START Record extracts

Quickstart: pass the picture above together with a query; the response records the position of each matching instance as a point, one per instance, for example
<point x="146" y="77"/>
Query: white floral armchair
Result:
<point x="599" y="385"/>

END Record extracts

Write out the data again in full. Match it exactly.

▶ **Final answer**
Quickstart: pass the picture above together with a query; the response records the position of each matching instance as a point, one per instance, for example
<point x="146" y="77"/>
Query: white floral armchair
Result:
<point x="599" y="385"/>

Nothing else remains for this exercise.